BEGIN Provided text
With many of us, eating too quickly overcomes the normal feelings of being sated and the biological signals from our stomach to our brains keeps us from eating so much that we end up regretting it later. What appears to pull us back from over-eating, in many cases, are our tastebuds.
A biological insight has shown, based on brainstem recording, how our tastebuds are the first line of defence against eating too fast. This new understanding could lead to new avenues for tackling weight loss.
University of California – San Francisco researchers demonstrated this by stimulating the perception of flavour to pinpoint a set of neurons that function to curtail our food intake.
According to lead researcher Zachary Knight the results could be significant: “We’ve uncovered a logic the brainstem uses to control how fast and how much we eat, using two different kinds of signals, one coming from the mouth, and one coming much later from the gut. This discovery gives us a new framework to understand how we control our eating.”
END Provided text
BEGIN Data for analysis
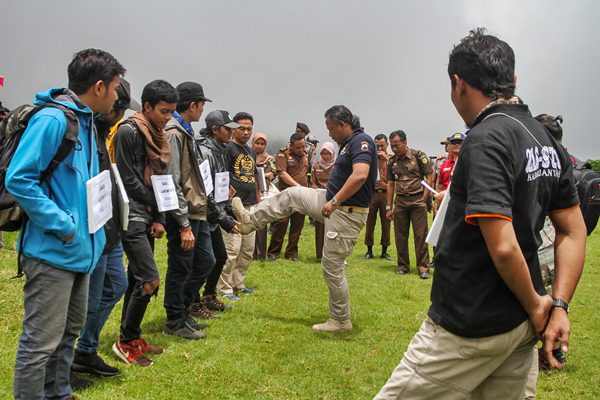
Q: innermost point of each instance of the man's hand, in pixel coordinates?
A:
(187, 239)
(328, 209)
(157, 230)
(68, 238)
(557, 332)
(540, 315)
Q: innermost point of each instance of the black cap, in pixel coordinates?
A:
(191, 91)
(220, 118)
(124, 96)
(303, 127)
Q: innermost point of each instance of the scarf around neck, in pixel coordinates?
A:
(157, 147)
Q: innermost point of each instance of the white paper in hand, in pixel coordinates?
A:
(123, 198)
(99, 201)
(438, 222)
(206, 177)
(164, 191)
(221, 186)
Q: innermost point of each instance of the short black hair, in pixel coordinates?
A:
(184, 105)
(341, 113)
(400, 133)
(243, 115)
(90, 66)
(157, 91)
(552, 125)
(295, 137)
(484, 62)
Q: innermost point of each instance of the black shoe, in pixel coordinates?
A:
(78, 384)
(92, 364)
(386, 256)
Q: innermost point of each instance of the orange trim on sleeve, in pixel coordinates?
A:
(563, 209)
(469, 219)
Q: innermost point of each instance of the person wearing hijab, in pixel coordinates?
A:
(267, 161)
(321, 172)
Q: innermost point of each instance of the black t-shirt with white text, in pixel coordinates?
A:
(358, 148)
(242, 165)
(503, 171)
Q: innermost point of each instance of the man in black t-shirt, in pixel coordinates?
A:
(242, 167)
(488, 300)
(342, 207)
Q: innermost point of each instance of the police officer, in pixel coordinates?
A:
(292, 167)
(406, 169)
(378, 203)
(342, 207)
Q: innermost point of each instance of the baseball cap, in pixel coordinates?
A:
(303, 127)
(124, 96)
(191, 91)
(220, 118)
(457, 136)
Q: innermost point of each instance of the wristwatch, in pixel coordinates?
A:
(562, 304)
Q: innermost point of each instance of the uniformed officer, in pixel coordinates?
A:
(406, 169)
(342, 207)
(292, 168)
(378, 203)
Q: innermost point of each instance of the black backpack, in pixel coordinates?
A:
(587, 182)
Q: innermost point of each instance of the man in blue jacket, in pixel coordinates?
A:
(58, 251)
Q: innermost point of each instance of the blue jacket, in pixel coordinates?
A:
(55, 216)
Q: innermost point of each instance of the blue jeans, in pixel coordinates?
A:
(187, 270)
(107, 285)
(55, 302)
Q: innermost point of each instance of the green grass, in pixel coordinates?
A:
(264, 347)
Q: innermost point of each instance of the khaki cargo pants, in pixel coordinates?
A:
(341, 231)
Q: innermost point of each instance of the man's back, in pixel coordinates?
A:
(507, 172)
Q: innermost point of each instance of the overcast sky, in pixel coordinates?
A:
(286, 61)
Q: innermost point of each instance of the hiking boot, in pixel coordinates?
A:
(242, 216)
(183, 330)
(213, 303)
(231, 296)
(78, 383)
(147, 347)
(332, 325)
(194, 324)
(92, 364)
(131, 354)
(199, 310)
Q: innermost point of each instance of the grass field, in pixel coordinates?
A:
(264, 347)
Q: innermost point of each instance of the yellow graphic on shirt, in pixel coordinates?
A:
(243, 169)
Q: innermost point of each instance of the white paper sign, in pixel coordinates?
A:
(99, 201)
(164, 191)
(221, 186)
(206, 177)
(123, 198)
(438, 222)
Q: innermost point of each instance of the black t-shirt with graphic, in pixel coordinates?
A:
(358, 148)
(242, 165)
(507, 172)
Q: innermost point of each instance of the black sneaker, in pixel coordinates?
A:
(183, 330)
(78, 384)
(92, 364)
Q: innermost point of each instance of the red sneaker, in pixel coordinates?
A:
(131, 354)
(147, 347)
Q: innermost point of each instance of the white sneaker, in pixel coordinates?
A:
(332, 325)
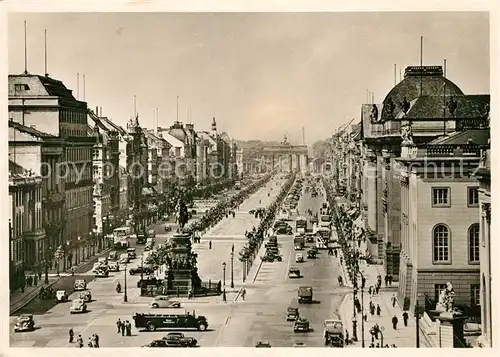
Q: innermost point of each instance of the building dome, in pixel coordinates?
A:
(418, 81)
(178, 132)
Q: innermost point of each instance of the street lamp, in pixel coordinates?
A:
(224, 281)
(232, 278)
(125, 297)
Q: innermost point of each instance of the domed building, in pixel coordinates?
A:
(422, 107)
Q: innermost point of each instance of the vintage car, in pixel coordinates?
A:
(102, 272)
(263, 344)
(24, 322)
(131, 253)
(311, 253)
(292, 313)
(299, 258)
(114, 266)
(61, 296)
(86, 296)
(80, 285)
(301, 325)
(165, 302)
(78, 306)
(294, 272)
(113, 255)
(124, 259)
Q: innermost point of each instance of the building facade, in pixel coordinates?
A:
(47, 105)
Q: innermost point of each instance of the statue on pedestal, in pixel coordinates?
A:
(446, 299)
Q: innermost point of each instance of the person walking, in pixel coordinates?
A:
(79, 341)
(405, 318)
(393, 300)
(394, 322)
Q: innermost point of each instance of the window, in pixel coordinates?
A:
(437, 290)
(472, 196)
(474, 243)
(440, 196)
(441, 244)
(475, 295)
END Data for analysis
• **Instructions for the task**
Write the next part of the article on how tastebuds slow our eating, starting after its last sentence. You can ignore the records.

• **Response**
Using an animal model, the researchers used imaging and recording to reveal the brainstem structure critical for feeling full. This is termed the nucleus of the solitary tract, or NTS.
It was demonstrated that when food is put directly into a mouse’s stomach, brain cells called PRLH (for prolactin-releasing hormone) are activated by nutrient signals sent from the GI tract.
When the scientists allowed the mice to eat the food as they normally would, those signals from the gut did not show up. Instead, the PRLH brain cells switched to a new activity pattern that was entirely controlled by signals from the mouth. The activity of the PRLH neurons seems to affect how palatable the mice found the food.
This meant these cells are activated by the perception of taste. Hence there are other components of the appetite-control system that researchers need to think about.
Here, a PRLH-neuron-induced slowdown could be the solution. The taste of food triggers these neurons to switch their activity in seconds, from keeping tabs on the gut to responding to signals from the mouth.
The research appears in the journal Nature, titled “Sequential appetite suppression by oral and visceral feedback to the brainstem.”